THE TASK –
This task calls for the complete listing below, reproduced exactly.
[MATERIAL SUPPLIED Boundary: Start]
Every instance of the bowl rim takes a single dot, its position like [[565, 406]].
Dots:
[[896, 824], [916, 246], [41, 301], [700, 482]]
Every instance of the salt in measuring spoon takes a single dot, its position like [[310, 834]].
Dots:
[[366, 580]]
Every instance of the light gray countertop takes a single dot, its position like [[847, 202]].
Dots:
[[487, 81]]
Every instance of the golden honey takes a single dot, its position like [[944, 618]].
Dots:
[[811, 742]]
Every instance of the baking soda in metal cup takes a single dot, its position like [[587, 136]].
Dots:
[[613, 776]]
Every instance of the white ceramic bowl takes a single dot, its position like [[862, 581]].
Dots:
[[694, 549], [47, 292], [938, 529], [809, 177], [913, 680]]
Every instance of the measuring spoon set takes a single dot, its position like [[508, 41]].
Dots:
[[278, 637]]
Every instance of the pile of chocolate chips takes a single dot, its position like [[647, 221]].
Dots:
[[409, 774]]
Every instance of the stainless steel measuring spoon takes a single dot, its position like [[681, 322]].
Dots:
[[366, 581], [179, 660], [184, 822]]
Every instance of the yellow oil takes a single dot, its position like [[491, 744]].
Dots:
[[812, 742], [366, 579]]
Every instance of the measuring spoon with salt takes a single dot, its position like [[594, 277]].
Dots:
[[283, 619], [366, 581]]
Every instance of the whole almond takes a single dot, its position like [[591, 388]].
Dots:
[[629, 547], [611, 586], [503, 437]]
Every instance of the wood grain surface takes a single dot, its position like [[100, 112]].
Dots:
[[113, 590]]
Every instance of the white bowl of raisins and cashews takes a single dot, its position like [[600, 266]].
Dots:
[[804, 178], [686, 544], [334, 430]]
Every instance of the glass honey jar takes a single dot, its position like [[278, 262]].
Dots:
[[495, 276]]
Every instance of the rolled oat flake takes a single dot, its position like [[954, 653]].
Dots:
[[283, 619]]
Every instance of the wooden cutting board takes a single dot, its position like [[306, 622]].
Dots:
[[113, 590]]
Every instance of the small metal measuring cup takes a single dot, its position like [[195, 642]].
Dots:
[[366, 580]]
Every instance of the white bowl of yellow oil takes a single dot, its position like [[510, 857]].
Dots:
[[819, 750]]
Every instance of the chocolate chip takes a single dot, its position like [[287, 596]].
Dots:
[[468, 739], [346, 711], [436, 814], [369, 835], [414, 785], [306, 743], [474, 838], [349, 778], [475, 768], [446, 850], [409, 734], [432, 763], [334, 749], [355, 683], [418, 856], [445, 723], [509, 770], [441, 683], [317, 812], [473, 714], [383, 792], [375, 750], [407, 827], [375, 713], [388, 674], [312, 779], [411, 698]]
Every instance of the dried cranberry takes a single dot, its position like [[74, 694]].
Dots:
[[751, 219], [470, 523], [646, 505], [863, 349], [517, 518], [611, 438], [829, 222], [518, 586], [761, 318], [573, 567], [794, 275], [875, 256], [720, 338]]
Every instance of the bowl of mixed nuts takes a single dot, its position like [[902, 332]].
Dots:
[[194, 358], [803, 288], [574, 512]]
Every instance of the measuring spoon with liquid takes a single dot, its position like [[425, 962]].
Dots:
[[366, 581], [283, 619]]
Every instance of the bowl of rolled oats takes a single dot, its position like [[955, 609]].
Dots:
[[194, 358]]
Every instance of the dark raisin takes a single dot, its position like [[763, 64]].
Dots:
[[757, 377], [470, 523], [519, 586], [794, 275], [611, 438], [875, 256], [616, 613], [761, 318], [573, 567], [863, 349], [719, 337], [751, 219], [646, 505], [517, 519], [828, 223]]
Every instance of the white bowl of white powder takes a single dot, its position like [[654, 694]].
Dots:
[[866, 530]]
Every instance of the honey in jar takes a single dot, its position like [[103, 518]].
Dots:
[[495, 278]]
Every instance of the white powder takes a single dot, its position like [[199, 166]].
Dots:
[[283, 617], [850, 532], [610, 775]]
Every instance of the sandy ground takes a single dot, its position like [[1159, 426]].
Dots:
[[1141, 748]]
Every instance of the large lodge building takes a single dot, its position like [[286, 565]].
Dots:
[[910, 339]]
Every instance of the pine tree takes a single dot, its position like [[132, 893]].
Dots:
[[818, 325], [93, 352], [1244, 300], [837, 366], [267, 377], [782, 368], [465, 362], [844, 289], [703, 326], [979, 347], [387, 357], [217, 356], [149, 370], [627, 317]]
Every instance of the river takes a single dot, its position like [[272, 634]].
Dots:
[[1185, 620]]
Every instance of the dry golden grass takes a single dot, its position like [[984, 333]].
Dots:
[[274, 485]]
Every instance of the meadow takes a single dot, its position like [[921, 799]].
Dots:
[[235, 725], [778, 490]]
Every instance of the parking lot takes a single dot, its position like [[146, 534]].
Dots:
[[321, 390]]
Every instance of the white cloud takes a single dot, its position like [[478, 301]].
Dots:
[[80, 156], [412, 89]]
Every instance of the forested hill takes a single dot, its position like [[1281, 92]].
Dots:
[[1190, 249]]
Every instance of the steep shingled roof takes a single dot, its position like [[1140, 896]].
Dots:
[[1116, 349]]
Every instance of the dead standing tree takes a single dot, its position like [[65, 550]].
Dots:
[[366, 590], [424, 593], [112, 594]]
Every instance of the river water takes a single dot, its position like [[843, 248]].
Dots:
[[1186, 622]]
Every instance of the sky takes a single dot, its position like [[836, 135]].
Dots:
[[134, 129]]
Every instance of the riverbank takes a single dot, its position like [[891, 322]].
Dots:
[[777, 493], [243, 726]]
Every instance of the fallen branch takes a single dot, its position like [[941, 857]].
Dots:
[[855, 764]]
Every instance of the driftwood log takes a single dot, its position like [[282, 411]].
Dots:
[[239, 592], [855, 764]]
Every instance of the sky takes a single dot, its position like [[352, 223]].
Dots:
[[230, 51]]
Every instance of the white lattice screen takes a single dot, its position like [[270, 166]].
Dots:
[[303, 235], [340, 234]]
[MATERIAL SUPPLIED Boundary: End]
EXERCISE OUTPUT –
Every instance of the bowl rim takes a single dot, its position like [[565, 406]].
Dots:
[[896, 824], [916, 246], [41, 301], [700, 482]]
Every instance of the salt in measuring spoon takes a single dot, its position like [[310, 834]].
Dots:
[[366, 580]]
Every instance of the light gray countertop takes a single dot, its position like [[847, 202]].
Dots:
[[487, 81]]
Every instance of the golden honey takes a single dot, its position like [[944, 618]].
Dots:
[[811, 742]]
Every instance of the baking soda in metal cup takes a single dot, its position like [[587, 136]].
Dots:
[[613, 776]]
Every instance of the white ceramic bowl takes a single dot, its position like [[862, 581]].
Dots:
[[694, 549], [47, 292], [938, 529], [809, 177], [913, 680]]
Every instance of the measuring spoon set takes a single dot, its position like [[508, 41]].
Dots:
[[278, 637]]
Every instance of the pile of chocolate chips takes a single dot, its position like [[647, 221]].
Dots:
[[409, 774]]
Every instance of the stainless steel measuring spoon takes a single dot, its position like [[681, 322]].
Dots:
[[366, 581], [179, 660], [184, 822]]
Every instance of the yellow oil takes a single dot, its position like [[491, 744]].
Dots:
[[812, 742], [366, 579]]
Every instance of the measuring spoon with salt takes a single dot, its position like [[594, 277]].
Dots:
[[283, 619], [366, 581]]
Every instance of the whole almond takes a single dot, its position like [[591, 388]].
Dots:
[[629, 547], [611, 586], [503, 437]]
Every instance of the wood grain surface takes a single dot, its position like [[100, 112]].
Dots:
[[113, 590]]
Every instance of the white bowl of raisins and cashews takes a single dot, its position like [[600, 266]].
Dots:
[[804, 178], [686, 544], [334, 430]]
Every instance of the glass honey jar takes a single dot, its position like [[278, 262]].
Dots:
[[495, 276]]
Every instance of the rolled oat flake takes a single dot, its position like [[954, 653]].
Dots:
[[283, 619]]
Every instance of the wooden cutting board takes a single dot, its position like [[306, 622]].
Dots:
[[113, 590]]
Every instance of the small metal measuring cup takes a single dot, its position like [[195, 642]].
Dots:
[[366, 580]]
Every instance of the white bowl of yellow oil takes a single dot, its position like [[510, 857]].
Dots:
[[819, 750]]
Every instance of the chocolate chip takes a single dot, its position like [[287, 596]].
Dots:
[[468, 739], [346, 711], [436, 814], [369, 835], [414, 785], [306, 743], [474, 838], [349, 778], [475, 768], [446, 850], [409, 734], [432, 763], [334, 749], [355, 683], [418, 856], [445, 723], [509, 770], [441, 683], [317, 812], [473, 714], [383, 792], [375, 750], [407, 827], [375, 713], [388, 674], [312, 779], [411, 698]]
Every instance of the dried cranberry takes a single dot, its position like [[74, 694]].
Dots:
[[751, 219], [470, 523], [646, 505], [863, 349], [517, 518], [611, 438], [829, 222], [518, 586], [761, 318], [573, 567], [794, 275], [875, 256], [720, 338]]
Every instance of the bowl of mixed nuts takes a single dot, its position like [[902, 332]].
Dots:
[[194, 358], [803, 288], [574, 512]]
Every instance of the measuring spoon with liquid takes a single dot, its position like [[425, 962]].
Dots:
[[366, 581], [283, 619]]
Every instance of the bowl of rolled oats takes a single dot, its position like [[955, 609]].
Dots:
[[194, 358]]
Every instance of the dark raisin takes a single dot, its position like [[763, 64]].
Dots:
[[757, 377], [470, 523], [519, 586], [794, 275], [611, 438], [875, 256], [616, 613], [761, 318], [573, 567], [863, 349], [719, 337], [751, 219], [646, 505], [517, 519], [828, 223]]
Every instance of the white bowl of white powder takes a single dot, its position like [[654, 694]].
Dots:
[[866, 530]]
Every instance of the honey in jar takes a single dot, its position like [[103, 518]].
Dots:
[[495, 278]]
Every instance of the white powder takes a single dot, its position like [[199, 166]].
Dots:
[[283, 617], [850, 532], [610, 775]]
Every instance of the sandy ground takes a single dot, its position like [[1159, 426]].
Dots:
[[1141, 748]]
Every instance of the large lodge building takes a single dot, its position like [[286, 565]].
Dots:
[[910, 339]]
Every instance of the pine tree takes a single dot, its position like [[132, 893]].
Dots:
[[818, 325], [93, 352], [1244, 300], [837, 366], [267, 377], [782, 368], [465, 362], [844, 289], [703, 326], [979, 347], [387, 357], [217, 356], [149, 370], [627, 317]]
Every instance of the river takes a single dot, its position like [[272, 634]].
Dots:
[[1185, 620]]
Every instance of the dry golden grass takes a single dot, its position like [[984, 333]].
Dots:
[[274, 485]]
Every instance of the meadow takes a single dot, its position like [[921, 799]].
Dots:
[[235, 725], [778, 490]]
Every instance of the parking lot takes a single dot, its position like [[146, 534]].
Dots:
[[321, 390]]
Every instance of the white cloud takes a single dot, its position like [[478, 301]].
Dots:
[[80, 156], [412, 89]]
Every instance of the forested hill takes a single dot, its position like [[1281, 92]].
Dots:
[[1190, 249]]
Every instance of the steep shingled roof takes a single dot, its position like [[1140, 896]].
Dots:
[[1116, 349]]
Every instance of the dead standing tree takes a single dot, its position like [[65, 550]].
Dots:
[[366, 590], [424, 593], [112, 594]]
Every instance of the river water takes a single dot, its position like [[843, 248]].
Dots:
[[1186, 622]]
Every instance of the sky takes a single dot, its position like [[836, 135]].
Dots:
[[134, 129]]
Every instance of the riverbank takes a single dot, its position like [[891, 322]].
Dots:
[[777, 493], [243, 726]]
Every instance of the fallen branch takes a single dot, its position like [[941, 857]].
Dots:
[[855, 764]]
Every instance of the driftwood log takes a single dot, its position like [[282, 411]].
Dots:
[[239, 592], [855, 764]]
Every instance of the sky takes a single dot, its position like [[352, 223]].
Dots:
[[230, 51]]
Every instance of the white lattice screen takes a single dot, its position like [[270, 166]].
Dots:
[[303, 235], [340, 234]]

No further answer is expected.